▶ [What you should do]:
In the records that follow, find each line with the word "bottle" and copy it.

▶ [Input for this task]:
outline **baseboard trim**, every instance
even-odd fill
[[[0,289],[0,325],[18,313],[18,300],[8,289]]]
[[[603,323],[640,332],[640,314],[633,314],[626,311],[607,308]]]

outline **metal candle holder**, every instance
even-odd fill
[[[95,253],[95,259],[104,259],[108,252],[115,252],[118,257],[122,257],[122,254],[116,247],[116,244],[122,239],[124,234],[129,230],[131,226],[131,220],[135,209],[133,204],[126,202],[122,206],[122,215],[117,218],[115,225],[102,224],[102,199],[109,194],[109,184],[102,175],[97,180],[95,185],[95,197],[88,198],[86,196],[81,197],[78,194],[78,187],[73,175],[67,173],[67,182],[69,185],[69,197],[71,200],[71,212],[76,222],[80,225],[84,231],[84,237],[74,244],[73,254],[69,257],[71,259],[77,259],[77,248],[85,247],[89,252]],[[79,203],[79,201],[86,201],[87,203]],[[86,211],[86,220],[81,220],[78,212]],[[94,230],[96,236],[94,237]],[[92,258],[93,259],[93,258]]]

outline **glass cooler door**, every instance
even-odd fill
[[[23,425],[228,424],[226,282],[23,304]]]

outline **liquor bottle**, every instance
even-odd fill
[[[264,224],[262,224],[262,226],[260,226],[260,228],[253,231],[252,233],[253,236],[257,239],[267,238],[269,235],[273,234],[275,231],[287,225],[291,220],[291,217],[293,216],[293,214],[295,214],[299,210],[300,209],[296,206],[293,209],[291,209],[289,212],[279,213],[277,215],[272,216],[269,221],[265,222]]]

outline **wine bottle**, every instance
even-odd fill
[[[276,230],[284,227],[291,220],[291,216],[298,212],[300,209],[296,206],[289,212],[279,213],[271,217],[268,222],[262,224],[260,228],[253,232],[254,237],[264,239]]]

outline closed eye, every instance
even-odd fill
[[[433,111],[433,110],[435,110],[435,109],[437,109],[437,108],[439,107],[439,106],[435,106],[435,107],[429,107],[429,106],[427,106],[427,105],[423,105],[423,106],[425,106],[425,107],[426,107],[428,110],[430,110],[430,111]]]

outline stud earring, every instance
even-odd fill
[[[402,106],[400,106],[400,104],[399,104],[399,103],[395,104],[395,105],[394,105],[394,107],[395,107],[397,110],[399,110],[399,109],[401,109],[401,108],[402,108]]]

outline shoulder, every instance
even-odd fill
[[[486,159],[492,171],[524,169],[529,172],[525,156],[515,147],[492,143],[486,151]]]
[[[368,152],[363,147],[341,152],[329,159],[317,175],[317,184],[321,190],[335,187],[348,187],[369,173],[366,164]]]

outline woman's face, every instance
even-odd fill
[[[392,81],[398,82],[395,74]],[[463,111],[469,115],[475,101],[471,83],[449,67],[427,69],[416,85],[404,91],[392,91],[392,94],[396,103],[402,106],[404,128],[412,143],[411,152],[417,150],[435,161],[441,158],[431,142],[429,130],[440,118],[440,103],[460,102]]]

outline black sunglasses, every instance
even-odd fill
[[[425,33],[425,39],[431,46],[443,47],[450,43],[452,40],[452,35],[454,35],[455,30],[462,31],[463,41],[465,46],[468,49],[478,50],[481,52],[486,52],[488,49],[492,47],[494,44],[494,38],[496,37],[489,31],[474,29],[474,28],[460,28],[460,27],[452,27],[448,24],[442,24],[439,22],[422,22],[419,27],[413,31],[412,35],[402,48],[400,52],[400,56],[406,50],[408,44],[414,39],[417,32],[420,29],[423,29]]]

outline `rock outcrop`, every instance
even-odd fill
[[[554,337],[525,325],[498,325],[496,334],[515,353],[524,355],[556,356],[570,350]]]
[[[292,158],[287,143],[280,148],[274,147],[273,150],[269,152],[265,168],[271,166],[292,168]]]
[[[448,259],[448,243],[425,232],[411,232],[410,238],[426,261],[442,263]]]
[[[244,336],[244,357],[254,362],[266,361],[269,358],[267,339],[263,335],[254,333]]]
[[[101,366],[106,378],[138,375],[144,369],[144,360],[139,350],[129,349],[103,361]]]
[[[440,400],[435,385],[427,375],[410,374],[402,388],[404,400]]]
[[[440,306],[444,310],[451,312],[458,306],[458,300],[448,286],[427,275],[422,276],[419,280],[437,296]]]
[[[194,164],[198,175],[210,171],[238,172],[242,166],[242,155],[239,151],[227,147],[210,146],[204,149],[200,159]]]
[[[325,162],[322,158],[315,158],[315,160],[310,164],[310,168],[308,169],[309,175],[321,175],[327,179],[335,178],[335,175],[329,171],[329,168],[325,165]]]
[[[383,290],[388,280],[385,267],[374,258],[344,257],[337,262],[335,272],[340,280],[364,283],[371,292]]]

▶ [Output of the exercise]:
outline **liquor bottle**, every instance
outline **wine bottle**, every instance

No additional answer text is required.